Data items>
-------
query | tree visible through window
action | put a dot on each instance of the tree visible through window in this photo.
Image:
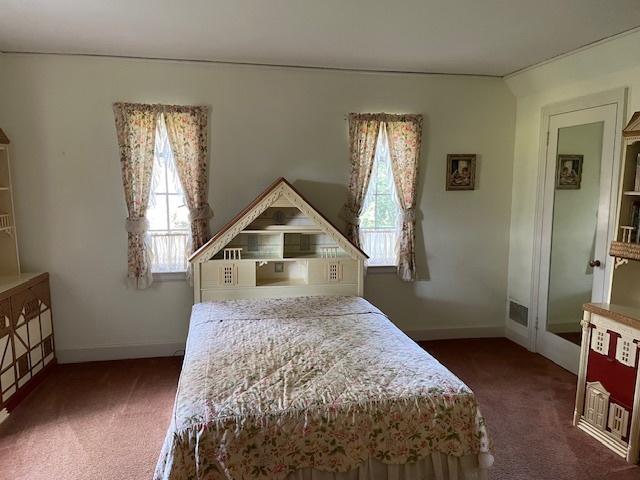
(167, 213)
(379, 221)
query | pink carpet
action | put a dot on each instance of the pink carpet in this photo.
(107, 420)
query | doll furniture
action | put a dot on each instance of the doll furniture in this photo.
(278, 246)
(608, 393)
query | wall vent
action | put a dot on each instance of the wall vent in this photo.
(518, 313)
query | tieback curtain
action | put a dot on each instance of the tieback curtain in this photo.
(187, 132)
(404, 134)
(136, 130)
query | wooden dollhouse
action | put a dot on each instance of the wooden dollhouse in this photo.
(607, 400)
(608, 393)
(278, 246)
(26, 327)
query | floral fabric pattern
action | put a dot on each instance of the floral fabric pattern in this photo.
(187, 132)
(136, 131)
(363, 136)
(272, 386)
(405, 138)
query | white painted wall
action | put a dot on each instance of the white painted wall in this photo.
(609, 65)
(265, 122)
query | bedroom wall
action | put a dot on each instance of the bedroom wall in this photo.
(265, 123)
(605, 66)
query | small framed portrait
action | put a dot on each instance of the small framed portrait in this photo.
(569, 172)
(461, 171)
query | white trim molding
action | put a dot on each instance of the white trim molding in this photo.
(494, 331)
(98, 353)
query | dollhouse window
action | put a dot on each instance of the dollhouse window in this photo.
(618, 420)
(167, 213)
(600, 341)
(333, 272)
(626, 352)
(229, 275)
(380, 217)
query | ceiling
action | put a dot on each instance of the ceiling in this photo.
(487, 37)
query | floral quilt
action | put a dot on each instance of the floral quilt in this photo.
(270, 386)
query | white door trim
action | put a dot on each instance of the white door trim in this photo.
(619, 98)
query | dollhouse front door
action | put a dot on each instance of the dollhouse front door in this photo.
(578, 195)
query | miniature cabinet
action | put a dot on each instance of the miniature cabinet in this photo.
(27, 347)
(278, 246)
(608, 393)
(627, 247)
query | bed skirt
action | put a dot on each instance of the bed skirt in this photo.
(435, 467)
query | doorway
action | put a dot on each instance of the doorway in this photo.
(577, 199)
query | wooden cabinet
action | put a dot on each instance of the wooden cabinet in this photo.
(27, 346)
(608, 396)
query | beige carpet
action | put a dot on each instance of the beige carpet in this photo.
(107, 421)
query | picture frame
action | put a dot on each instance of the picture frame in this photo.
(569, 172)
(461, 171)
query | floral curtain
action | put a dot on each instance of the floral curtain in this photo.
(405, 135)
(363, 136)
(187, 132)
(136, 130)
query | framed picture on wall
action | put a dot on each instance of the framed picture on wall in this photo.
(569, 172)
(461, 171)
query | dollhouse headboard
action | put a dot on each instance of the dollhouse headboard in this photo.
(278, 246)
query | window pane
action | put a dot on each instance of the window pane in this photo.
(157, 213)
(379, 219)
(386, 212)
(368, 216)
(178, 213)
(167, 212)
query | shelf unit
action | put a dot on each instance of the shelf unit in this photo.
(627, 245)
(26, 324)
(9, 260)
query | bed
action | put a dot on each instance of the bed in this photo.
(316, 388)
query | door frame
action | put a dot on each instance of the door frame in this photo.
(617, 97)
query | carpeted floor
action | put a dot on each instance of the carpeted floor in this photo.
(106, 421)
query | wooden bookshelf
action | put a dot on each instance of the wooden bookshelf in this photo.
(9, 262)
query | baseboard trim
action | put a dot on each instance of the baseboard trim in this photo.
(457, 332)
(119, 352)
(517, 334)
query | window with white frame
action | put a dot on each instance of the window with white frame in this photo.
(167, 213)
(380, 218)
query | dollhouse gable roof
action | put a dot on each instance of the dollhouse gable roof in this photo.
(598, 387)
(280, 193)
(633, 127)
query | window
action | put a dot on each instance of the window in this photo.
(380, 218)
(167, 212)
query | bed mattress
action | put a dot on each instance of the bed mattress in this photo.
(273, 387)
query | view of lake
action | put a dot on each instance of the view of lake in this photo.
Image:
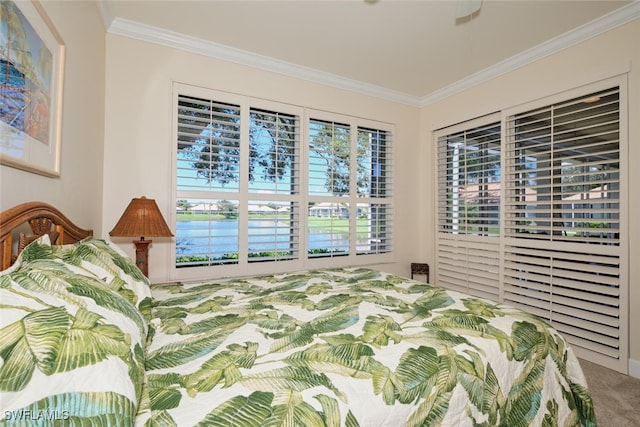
(262, 235)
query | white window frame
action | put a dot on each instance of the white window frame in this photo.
(243, 267)
(602, 269)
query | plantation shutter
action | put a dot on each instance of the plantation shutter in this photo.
(207, 164)
(563, 258)
(469, 185)
(273, 231)
(374, 213)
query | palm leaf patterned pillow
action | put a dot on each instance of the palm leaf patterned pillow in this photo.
(72, 347)
(100, 258)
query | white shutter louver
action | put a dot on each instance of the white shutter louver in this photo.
(561, 252)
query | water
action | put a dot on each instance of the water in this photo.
(262, 235)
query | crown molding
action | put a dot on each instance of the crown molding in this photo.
(143, 32)
(579, 34)
(136, 30)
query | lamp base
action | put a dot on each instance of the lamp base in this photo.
(142, 255)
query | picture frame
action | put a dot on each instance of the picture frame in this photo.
(32, 57)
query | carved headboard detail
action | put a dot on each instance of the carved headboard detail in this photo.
(42, 219)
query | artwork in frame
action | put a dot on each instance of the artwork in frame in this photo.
(31, 79)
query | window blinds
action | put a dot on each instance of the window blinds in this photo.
(536, 217)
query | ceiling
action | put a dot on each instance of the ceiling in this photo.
(412, 49)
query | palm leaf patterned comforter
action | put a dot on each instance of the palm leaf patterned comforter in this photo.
(353, 347)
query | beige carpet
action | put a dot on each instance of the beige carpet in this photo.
(616, 397)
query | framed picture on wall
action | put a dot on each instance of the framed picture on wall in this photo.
(31, 79)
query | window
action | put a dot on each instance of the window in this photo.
(349, 188)
(535, 217)
(469, 204)
(469, 165)
(248, 182)
(565, 183)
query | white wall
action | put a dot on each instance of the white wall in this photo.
(139, 145)
(615, 52)
(77, 192)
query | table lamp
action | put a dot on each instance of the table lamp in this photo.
(141, 218)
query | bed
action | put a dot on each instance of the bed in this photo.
(85, 340)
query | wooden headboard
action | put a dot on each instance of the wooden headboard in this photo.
(41, 219)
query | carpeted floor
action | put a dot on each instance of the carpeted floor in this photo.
(616, 397)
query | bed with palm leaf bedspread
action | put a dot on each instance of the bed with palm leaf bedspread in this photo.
(85, 341)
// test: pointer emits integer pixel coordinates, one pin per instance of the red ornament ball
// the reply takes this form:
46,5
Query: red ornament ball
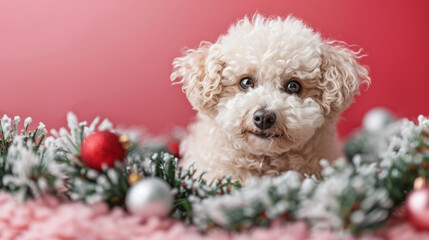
101,148
417,208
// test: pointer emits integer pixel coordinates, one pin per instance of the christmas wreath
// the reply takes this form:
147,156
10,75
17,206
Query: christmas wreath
386,168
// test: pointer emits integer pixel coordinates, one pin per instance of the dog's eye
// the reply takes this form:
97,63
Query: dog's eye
246,83
293,87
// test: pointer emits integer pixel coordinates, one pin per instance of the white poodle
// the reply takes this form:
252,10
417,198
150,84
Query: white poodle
268,94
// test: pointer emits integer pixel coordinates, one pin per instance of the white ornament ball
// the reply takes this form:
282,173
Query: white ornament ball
377,119
150,197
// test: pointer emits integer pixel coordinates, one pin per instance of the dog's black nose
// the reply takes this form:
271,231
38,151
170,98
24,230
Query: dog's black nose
264,119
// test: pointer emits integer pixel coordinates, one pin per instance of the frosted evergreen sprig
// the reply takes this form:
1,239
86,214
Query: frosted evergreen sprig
27,166
355,197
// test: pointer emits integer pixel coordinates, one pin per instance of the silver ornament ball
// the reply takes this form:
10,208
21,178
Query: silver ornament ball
150,197
377,119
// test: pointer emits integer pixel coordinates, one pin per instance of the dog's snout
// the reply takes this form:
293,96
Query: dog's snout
264,119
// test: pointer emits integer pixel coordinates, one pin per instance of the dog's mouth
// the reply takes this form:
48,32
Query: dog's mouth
264,135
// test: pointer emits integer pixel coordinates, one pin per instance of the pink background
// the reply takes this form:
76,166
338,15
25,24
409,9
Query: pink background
113,58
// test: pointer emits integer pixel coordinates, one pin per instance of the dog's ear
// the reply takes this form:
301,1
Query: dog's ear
200,73
341,76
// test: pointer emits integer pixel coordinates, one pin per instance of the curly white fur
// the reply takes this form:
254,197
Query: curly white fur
272,52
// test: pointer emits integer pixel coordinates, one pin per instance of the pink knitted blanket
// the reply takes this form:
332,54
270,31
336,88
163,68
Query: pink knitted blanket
48,218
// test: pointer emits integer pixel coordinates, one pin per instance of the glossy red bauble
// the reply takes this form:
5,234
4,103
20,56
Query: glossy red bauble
101,148
417,208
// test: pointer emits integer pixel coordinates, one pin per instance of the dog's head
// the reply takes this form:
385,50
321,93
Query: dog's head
270,83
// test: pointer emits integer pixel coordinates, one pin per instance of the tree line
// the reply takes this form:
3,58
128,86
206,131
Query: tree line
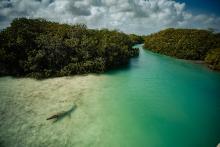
40,49
189,44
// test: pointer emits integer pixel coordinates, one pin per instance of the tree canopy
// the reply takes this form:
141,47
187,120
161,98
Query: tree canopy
40,49
189,44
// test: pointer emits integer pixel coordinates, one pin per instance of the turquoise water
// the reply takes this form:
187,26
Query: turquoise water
156,101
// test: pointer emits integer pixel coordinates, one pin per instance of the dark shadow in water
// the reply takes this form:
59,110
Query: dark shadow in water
61,115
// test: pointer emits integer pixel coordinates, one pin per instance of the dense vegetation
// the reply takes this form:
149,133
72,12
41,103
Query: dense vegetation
189,44
213,59
38,48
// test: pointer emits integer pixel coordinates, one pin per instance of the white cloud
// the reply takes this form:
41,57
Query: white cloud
131,16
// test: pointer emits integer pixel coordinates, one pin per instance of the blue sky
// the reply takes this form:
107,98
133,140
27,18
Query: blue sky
130,16
203,6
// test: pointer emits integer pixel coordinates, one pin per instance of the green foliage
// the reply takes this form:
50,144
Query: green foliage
136,39
213,59
183,43
40,49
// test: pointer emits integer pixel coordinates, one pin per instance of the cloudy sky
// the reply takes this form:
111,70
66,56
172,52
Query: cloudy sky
130,16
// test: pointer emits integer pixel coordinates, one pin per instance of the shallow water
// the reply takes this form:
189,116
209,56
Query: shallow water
155,101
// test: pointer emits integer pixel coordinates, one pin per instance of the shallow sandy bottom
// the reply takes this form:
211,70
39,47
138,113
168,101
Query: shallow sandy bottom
26,103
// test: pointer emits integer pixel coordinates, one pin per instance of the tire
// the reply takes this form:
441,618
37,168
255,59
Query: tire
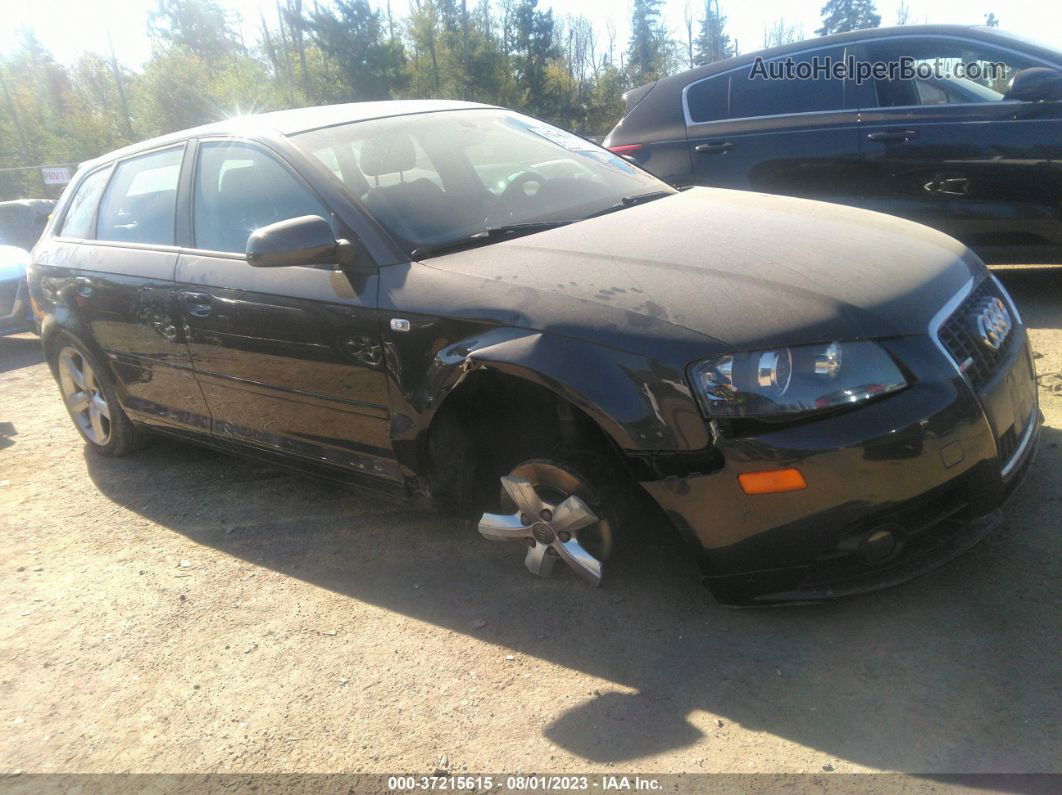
-------
TASK PROMPT>
Pull out the lines above in which the word "through" appears.

WRITTEN RESPONSE>
query | tree visible through window
action | put a dot on each instance of the tree visible through window in this photo.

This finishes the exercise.